Exercise: Lines in which "this" appears should be pulled from the data below.

[Items from a data source]
______________________________

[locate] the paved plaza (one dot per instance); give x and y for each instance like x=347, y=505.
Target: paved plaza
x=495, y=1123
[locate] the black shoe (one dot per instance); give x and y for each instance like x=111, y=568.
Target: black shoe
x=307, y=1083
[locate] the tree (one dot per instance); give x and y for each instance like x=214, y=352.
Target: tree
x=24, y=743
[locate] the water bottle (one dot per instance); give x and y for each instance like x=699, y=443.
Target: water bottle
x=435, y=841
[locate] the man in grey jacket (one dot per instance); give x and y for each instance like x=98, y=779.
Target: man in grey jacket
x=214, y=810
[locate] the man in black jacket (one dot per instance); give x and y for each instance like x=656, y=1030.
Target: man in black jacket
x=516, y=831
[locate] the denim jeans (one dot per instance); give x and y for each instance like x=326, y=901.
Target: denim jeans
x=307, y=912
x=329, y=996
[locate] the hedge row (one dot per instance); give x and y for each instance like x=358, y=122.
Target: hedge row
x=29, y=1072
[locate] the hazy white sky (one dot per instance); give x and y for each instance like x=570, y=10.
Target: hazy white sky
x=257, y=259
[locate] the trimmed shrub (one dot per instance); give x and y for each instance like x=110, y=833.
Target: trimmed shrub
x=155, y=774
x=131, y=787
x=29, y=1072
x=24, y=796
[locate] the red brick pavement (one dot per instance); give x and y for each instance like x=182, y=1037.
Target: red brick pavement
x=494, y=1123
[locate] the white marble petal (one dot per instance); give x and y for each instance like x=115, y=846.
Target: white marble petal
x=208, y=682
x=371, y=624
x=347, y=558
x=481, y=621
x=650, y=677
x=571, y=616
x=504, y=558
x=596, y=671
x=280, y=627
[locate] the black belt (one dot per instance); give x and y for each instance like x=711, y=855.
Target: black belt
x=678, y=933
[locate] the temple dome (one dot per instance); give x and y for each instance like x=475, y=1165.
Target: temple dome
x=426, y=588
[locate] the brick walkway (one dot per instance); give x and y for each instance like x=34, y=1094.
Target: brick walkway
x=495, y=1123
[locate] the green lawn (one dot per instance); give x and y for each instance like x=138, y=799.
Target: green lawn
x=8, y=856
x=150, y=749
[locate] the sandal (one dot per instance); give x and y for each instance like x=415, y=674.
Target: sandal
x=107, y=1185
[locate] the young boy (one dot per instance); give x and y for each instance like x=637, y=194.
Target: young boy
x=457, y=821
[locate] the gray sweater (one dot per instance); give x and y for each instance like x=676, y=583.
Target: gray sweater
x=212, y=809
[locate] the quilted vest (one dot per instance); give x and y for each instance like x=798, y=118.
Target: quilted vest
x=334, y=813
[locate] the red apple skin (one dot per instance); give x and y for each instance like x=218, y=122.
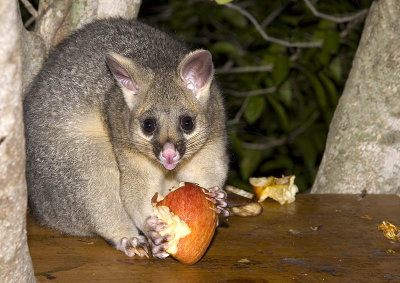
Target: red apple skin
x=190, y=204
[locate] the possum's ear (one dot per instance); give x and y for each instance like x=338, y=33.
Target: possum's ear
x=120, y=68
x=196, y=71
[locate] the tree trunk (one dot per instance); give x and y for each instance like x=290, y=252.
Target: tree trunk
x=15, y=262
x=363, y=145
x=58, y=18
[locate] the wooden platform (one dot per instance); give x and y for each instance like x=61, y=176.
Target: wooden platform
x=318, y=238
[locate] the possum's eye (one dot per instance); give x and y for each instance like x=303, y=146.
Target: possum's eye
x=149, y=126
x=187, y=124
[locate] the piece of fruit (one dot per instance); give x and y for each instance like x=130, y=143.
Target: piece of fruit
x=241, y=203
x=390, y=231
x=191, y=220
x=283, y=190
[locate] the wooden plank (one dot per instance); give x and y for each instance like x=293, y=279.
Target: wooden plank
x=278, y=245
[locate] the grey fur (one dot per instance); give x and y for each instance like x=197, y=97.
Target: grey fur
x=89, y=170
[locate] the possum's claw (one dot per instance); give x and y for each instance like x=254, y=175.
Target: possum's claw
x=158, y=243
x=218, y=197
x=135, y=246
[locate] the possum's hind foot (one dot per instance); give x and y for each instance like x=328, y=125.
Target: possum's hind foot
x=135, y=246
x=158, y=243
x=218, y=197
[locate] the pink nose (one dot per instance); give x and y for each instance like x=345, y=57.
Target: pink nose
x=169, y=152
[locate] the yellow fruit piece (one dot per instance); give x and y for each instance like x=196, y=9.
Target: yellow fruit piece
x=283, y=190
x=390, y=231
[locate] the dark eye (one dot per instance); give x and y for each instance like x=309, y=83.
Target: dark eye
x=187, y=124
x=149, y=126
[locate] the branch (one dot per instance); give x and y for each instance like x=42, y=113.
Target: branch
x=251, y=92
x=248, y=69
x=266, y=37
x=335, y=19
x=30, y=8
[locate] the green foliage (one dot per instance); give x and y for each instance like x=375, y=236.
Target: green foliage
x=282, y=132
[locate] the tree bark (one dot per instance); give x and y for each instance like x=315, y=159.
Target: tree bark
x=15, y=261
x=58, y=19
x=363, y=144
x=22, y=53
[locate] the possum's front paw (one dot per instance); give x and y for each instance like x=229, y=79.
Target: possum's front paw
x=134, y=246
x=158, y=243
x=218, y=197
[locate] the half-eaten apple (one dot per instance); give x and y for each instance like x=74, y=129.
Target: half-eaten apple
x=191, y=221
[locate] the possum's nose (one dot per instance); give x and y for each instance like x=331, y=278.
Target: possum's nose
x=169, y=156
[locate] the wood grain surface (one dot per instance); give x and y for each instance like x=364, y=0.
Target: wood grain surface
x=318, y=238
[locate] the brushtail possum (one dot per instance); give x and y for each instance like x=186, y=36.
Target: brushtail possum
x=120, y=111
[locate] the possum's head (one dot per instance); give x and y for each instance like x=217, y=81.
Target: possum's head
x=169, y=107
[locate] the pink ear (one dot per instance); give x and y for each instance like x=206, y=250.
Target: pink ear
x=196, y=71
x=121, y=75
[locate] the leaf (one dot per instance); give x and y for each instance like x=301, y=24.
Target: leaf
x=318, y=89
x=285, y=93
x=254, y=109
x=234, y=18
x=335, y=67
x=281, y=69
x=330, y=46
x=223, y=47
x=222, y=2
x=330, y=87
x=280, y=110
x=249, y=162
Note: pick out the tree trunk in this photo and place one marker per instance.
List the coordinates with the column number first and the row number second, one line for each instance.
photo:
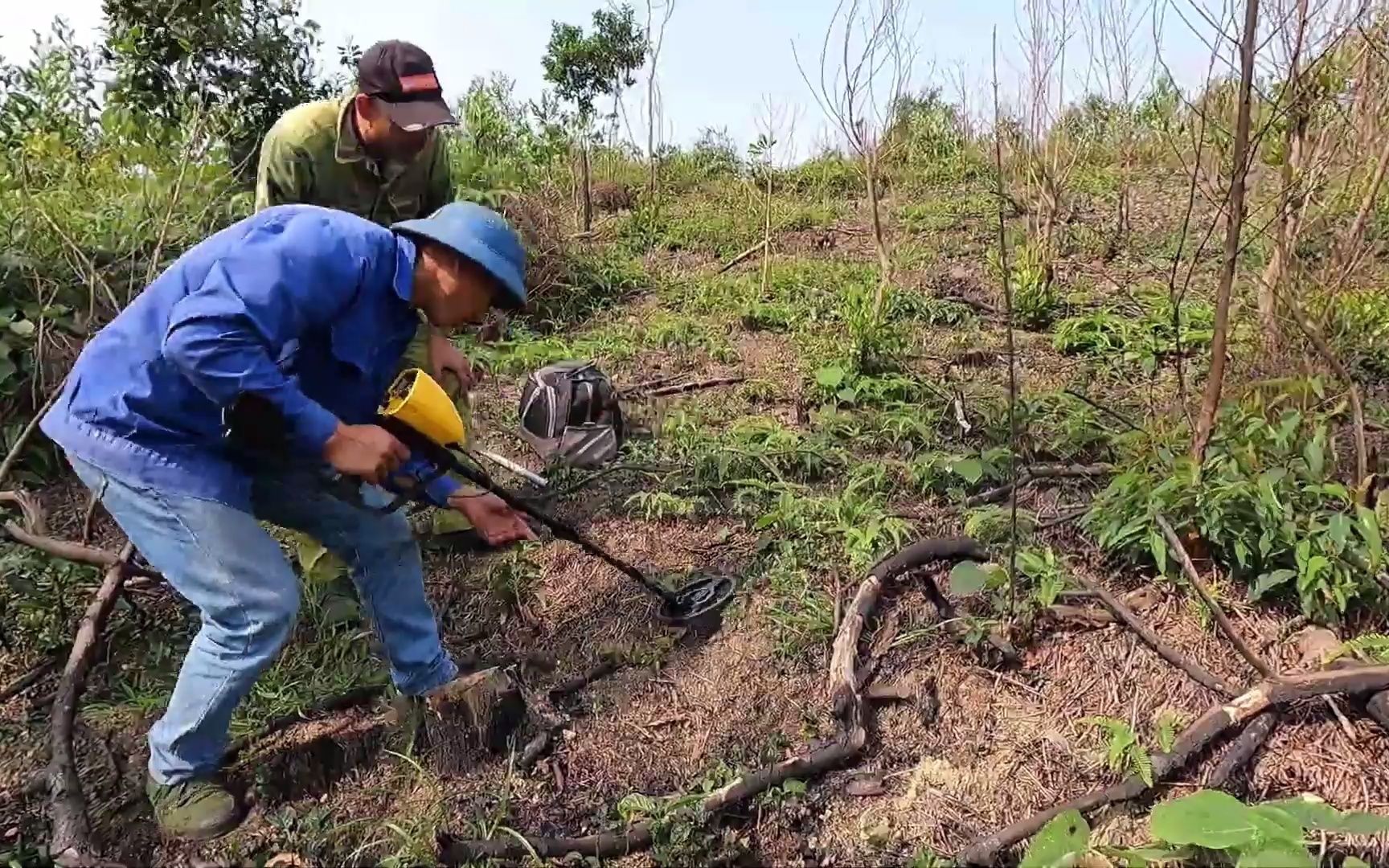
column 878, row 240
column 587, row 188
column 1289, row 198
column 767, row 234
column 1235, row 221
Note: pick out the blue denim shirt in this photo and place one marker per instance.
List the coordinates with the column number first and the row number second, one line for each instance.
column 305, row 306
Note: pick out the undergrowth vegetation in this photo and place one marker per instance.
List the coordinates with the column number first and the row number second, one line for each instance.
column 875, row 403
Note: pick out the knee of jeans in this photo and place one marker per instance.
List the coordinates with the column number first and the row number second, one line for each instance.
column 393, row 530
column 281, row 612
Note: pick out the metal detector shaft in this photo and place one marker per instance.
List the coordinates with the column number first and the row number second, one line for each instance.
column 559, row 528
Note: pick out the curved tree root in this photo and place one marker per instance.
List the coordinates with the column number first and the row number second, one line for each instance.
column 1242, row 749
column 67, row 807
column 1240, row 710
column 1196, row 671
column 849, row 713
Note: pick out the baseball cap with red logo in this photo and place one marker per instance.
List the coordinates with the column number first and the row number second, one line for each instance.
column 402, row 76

______________________________

Output of the exercise:
Note: pick out the tree trunk in this photo and place one marker per instance.
Note: pick out the blue denim shirt in this photo and place one marker per instance.
Note: pick out the undergrowth vegetation in this photo and place one marker per instance.
Note: pick out the knee of jeans in this photo and place one marker per instance.
Note: pick out the metal detector shaft in this photo and place one marker per instance.
Note: pick out the curved tree root in this photo and place one marker per instance.
Note: pick out the baseball cap with red logo in this photo and place one marker per instance.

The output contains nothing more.